> _Document segment_:
- - - -
Maltreatment, in all its forms, reigns wherever you go. It would seem that you need a special requirement to be behind a desk or a counter, at the wheel of a bus, or in front of a classroom: to have graduated from the Cuban school of maltreatment. This school doesn’t exist in a specific place but stretches far and wide across the country.
The most common response when people complain is: we’re in Cuba, as if that were enough for us to accept any disaster. Sometimes, it’s gestures, shouting, bitter facial expressions. Other times, it’s different forms of affection, they feel so close to you that they treat you the same way they would an old friend or a cousin. So, they call you mami, madrina (godmother), tia (aunt); they leave you waiting while they check their phone in working hours, or they tell you off if you do something you shouldn’t, even though they’ve never warned you before.
Swear words are commonplace, but beyond this foul language, which brings the blood to my cheeks, it’s the general environment that really scares me, the prevalence of cocky and aggressive attitudes and, especially, how far removed I feel. I always end up wondering why I reject this if I am the result of the same experiment.
I have suffered the ups and downs of a political system that has stunted our ability to reflect, to look within and to cast a critical gaze on our environment. I suffered the slow and progressive impoverishment of Cuban society that isolated Cubans, transforming us into a defenseless mass, unaware of its own strength, emotionally (and materialisticly) dependent on a paternalistic and authoritarian government.
- - - -
> _Supplied information_:
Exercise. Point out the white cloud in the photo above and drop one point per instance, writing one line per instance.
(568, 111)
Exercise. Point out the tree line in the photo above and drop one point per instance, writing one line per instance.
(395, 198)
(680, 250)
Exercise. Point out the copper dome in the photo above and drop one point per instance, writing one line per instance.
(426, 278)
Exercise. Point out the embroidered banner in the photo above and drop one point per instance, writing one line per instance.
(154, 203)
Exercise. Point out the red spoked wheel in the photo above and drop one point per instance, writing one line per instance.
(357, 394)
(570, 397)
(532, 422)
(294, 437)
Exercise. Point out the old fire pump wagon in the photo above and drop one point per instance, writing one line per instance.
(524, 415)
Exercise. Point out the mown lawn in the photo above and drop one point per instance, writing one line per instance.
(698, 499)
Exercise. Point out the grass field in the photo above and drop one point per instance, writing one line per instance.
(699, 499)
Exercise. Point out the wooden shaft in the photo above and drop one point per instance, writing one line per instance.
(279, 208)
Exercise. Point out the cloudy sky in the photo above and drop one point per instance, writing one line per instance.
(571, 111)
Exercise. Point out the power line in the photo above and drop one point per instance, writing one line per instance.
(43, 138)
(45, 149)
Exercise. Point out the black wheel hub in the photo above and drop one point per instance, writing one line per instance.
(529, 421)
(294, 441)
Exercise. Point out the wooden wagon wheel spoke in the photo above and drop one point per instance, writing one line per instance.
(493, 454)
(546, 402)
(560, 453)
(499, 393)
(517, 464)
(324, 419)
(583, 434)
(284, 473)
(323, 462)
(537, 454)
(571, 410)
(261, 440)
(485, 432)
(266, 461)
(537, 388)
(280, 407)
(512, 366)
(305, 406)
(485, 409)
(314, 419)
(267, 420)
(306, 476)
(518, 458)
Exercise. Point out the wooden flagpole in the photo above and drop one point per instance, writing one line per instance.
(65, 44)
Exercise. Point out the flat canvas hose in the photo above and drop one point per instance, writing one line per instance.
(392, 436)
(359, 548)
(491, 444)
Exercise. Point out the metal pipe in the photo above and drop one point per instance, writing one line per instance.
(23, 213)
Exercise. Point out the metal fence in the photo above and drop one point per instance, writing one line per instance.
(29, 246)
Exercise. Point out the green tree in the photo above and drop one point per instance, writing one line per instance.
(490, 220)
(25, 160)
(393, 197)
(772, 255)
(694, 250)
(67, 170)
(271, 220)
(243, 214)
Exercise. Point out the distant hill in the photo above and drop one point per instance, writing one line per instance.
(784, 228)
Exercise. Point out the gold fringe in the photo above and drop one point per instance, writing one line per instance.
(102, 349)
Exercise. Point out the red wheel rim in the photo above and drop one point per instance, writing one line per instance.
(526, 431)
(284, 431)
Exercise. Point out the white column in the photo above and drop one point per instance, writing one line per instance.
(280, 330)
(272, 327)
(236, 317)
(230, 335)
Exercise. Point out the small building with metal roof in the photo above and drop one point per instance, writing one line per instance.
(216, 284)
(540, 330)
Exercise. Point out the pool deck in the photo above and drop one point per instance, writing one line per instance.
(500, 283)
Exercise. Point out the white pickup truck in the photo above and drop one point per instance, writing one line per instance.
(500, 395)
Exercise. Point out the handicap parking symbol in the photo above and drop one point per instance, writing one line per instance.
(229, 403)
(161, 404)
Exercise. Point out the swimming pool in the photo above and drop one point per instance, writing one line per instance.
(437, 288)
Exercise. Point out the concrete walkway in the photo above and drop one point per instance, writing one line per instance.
- - - -
> _Task description_:
Continue the essay on maltreatment in Cuba from where it stops. The entries here were drawn from an unrelated source.

> _Answer for the task_:
I have seen how we have lost our civic memory with my own two eyes: neither the authorities nor the Cuban people remember how-to live-in society. I have seen the unstoppable advance and colonization of impoliteness, imposing itself wherever it wants, and people become used to this style, putting their own spin on it, reaffirming it.
Last but not least, I have experienced the boom of this contagious beat (not only because of its monotonous melody) reggaeton, which has made the most of the breeding ground it’s found in Cuba and has multiplied like purslane, resulting in a more demented, less political, more hedonistic, ruder people.
I have seen all of this with my own two eyes, yet, I still haven’t been able to capture its essence, to incorporate it into my own everyday life. If I’m perfectly honest, I don’t understand what’s going on with me… Why would I be so dumb?